(Excerpts of location labeling data)
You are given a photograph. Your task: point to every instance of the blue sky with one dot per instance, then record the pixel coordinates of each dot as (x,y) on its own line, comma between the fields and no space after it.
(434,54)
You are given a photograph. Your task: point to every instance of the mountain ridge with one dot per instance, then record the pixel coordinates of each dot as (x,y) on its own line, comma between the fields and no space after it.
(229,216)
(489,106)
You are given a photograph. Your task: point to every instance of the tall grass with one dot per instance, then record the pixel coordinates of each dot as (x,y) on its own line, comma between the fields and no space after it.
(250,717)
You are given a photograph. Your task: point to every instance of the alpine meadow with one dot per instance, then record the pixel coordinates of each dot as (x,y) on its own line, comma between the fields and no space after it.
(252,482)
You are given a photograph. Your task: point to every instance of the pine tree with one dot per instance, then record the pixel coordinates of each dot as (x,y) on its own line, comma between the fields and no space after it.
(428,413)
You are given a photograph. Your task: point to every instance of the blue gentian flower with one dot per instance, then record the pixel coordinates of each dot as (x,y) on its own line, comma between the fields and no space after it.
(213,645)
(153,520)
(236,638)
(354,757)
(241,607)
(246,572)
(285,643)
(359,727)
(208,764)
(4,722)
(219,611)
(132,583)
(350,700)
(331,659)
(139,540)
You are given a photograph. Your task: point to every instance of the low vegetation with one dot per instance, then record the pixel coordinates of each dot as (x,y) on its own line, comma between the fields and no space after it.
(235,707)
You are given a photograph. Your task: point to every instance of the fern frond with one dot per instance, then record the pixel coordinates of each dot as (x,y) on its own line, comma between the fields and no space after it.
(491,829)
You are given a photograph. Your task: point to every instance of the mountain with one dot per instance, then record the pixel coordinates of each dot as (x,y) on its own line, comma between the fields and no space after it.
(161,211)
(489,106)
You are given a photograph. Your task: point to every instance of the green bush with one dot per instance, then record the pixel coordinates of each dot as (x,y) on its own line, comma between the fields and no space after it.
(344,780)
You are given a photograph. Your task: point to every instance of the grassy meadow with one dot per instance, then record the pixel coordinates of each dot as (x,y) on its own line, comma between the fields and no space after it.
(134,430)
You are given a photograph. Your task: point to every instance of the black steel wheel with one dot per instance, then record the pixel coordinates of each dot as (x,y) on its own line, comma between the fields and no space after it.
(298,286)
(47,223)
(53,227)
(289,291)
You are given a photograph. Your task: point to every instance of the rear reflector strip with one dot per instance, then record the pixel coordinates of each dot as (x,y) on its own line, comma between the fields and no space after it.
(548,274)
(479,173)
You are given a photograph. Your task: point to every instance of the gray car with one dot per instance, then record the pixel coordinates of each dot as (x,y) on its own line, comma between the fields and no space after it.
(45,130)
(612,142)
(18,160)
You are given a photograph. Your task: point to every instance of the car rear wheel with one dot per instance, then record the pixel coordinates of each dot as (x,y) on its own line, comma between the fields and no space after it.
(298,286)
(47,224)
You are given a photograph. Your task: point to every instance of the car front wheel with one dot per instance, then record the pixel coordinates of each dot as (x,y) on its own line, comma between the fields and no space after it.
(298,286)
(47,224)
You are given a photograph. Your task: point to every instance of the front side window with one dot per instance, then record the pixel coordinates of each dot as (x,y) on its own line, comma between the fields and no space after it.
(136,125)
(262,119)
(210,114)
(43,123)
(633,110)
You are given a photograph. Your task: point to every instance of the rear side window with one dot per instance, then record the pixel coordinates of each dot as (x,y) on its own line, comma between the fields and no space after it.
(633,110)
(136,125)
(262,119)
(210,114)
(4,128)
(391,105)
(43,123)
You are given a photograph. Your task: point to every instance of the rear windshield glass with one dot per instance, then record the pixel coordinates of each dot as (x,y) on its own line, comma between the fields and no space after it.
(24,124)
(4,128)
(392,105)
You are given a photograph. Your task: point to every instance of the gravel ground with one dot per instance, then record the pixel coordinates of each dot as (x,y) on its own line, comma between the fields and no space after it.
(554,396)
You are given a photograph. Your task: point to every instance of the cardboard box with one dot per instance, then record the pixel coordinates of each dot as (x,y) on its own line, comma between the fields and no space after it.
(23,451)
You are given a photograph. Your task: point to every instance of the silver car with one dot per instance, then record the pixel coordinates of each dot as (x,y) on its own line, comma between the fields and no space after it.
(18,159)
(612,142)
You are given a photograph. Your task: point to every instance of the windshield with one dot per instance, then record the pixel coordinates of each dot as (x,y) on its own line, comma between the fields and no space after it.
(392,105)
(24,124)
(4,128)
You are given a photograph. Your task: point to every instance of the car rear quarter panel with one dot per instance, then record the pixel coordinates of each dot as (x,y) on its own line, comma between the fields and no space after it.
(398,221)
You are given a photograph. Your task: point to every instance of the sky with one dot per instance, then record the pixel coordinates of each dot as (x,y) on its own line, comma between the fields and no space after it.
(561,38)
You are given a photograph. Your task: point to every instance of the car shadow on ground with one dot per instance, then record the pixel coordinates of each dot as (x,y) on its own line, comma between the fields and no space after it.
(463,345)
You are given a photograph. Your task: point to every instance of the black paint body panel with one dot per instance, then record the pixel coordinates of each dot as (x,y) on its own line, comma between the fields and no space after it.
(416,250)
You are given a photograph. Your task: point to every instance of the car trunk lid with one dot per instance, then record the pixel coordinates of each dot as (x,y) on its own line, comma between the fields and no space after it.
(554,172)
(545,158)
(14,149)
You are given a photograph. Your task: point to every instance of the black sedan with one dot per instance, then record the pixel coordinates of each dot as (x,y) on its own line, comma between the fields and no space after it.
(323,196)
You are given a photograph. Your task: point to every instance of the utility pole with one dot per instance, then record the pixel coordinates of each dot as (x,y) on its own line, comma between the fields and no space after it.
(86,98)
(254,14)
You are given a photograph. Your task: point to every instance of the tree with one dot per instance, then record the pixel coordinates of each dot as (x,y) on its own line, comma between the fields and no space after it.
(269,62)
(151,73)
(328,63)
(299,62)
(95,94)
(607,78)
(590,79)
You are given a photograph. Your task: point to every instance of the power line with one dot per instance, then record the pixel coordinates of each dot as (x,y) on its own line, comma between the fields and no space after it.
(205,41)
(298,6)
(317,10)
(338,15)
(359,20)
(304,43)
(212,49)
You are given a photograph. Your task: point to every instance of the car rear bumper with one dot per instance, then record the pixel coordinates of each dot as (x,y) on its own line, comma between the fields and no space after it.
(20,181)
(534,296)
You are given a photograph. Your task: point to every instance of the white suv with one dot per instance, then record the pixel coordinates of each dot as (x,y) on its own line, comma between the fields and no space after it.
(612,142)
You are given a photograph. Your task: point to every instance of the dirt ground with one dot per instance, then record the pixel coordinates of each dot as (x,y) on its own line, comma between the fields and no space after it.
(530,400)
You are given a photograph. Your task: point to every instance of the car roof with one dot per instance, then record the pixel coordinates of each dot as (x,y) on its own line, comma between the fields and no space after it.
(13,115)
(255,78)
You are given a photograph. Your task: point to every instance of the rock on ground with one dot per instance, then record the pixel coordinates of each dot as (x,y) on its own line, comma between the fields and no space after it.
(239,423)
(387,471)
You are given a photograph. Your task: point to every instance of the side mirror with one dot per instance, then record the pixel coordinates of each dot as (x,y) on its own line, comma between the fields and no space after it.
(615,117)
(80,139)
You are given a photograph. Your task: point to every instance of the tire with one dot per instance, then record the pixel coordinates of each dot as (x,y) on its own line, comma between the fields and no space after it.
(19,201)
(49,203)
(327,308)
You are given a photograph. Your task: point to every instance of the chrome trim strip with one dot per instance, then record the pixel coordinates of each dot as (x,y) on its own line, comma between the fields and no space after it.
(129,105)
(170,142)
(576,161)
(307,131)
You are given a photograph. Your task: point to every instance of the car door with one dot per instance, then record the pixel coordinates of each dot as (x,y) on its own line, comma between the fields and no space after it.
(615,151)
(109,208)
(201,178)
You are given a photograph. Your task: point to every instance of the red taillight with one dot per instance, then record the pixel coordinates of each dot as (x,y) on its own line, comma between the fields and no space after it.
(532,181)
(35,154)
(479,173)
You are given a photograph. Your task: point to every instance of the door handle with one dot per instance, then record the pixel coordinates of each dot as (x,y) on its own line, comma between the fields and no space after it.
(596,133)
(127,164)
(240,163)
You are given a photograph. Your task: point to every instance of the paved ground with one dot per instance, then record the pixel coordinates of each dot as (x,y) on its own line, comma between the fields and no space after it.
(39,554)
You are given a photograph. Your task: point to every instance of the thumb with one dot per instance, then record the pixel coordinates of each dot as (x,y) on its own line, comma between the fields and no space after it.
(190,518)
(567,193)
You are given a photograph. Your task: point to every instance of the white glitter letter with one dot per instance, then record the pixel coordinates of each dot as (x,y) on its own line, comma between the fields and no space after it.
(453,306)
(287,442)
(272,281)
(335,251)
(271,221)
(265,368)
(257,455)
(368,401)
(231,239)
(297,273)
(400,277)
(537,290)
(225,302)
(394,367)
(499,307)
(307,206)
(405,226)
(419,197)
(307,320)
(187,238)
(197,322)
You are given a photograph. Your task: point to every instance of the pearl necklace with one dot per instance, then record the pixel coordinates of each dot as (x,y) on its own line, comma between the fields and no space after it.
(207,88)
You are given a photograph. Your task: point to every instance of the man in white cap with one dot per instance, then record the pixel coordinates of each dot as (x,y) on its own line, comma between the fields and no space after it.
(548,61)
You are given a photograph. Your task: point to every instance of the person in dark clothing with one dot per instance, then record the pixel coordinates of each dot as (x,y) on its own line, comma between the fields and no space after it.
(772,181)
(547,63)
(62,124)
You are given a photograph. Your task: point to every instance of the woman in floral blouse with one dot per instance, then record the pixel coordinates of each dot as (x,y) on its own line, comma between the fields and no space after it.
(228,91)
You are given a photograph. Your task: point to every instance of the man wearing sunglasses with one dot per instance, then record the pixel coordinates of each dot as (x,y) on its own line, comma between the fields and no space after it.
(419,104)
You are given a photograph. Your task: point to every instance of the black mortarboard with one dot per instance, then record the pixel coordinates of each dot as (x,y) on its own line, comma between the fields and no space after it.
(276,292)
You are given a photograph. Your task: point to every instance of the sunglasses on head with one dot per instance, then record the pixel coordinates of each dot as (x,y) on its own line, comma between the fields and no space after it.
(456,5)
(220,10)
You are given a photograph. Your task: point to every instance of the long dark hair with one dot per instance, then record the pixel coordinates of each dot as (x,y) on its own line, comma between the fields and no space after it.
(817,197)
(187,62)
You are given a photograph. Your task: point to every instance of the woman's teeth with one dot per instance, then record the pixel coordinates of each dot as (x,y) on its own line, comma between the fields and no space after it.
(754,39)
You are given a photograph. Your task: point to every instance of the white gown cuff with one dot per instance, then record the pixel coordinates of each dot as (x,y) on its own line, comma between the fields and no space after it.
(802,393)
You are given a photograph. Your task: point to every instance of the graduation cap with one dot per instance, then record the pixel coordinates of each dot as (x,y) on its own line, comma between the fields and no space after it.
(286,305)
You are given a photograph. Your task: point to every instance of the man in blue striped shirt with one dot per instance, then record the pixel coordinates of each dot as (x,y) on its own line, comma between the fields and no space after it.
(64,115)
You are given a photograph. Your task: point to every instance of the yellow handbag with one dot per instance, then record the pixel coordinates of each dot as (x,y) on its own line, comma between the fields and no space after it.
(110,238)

▶ TASK DETAILS: Extract every line from the one containing "of the long" through the last line of the data, inclusive, exactly as written.

▶ EXERCISE SOLUTION:
You are given a photograph. Your task: point to every instance of the long dark hair with one dot per instance, then record the pixel coordinates of each dot as (x,y) on its own line, comma between the fields and no space after it.
(817,197)
(187,62)
You are given a photograph. Your task: point to every instance of the woman's teeth with one dot per instance, then record the pixel coordinates of each dot as (x,y) on its own line, comma between the fields and no space after it.
(754,39)
You are given a photograph. Your task: point to every instance of the white gown cuff with one dot per instance, then record the pixel coordinates of each dot as (x,y) on its own line, comma between the fields and no space after it.
(802,393)
You are given a photograph. Your task: point to every instance of the graduation cap with one dot per instance, then record the pixel coordinates of each dot as (x,y) on its own line, comma between the fields and no space after it.
(286,305)
You are given a photograph. Your task: point to every instance of the man in blue striped shirt with one dot per instance, then record the pixel coordinates of each dot as (x,y) on its own line, comma between the fields and no space after it.
(64,115)
You are given a photograph. Your task: point to every instance of the yellow handbag with one dot per instance, then record the pixel coordinates of each dot as (x,y) on its own line, comma between the fields and no space after it.
(110,238)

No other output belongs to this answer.